Your goal: List every line in the records below that contains the string "shirt", treating uppercase and lowercase letters as different.

═══ Entries supplied ═══

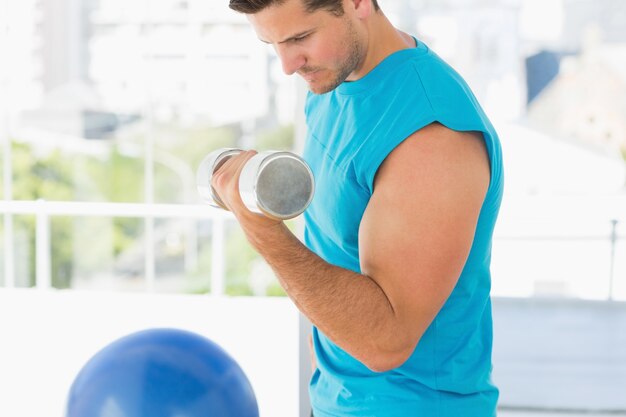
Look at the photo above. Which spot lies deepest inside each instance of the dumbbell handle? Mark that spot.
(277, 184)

═══
═══ Entries supplied ═══

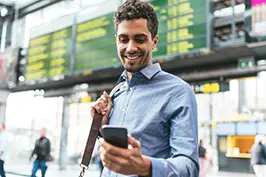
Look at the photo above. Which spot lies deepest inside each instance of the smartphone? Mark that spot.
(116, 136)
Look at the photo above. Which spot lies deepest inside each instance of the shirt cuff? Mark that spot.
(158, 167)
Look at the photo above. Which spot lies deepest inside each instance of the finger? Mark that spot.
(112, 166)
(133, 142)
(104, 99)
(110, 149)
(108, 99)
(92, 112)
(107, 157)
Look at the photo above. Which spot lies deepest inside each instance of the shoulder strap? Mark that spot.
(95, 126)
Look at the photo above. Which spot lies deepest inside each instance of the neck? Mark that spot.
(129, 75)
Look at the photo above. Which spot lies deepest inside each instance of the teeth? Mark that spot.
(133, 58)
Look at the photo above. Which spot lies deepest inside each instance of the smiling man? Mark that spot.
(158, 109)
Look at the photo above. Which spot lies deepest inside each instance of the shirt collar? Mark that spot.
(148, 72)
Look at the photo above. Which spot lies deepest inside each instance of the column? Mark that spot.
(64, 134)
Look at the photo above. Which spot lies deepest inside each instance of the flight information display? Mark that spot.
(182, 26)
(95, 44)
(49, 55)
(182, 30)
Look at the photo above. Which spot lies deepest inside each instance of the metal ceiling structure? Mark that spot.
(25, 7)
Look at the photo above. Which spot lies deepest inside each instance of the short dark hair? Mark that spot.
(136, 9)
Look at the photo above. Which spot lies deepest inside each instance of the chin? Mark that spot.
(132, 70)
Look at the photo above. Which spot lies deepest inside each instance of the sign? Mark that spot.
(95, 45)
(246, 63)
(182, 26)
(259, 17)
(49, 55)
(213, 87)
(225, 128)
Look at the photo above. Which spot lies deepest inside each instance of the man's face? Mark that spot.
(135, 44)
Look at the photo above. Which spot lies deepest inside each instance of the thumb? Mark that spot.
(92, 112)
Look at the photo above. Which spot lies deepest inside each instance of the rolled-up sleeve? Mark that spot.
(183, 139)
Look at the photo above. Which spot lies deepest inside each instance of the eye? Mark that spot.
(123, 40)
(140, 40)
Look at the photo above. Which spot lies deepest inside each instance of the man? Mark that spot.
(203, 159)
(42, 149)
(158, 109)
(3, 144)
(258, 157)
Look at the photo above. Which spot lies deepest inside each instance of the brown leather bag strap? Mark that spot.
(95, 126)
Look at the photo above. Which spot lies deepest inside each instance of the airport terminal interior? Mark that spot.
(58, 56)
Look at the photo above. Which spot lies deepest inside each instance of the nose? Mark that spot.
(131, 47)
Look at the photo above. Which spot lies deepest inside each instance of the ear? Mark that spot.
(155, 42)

═══
═══ Entries supplied ═══

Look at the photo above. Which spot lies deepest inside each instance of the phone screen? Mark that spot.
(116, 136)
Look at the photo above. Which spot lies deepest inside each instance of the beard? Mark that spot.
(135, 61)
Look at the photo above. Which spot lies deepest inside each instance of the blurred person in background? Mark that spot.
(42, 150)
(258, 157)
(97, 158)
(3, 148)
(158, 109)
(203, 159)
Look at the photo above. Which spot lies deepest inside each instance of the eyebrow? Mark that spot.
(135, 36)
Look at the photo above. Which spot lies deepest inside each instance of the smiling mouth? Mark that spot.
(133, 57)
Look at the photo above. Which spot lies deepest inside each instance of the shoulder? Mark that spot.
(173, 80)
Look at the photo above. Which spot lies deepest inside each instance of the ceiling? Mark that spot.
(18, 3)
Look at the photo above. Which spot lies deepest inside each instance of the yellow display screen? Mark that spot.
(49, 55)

═══

Output of the task:
Look at the photo above. Which spot lies deepest inside each instance of the shirt cuff? Mark that spot.
Look at the photo above. Which spot lies deepest inside each instance of the shirt collar? Mark that spot.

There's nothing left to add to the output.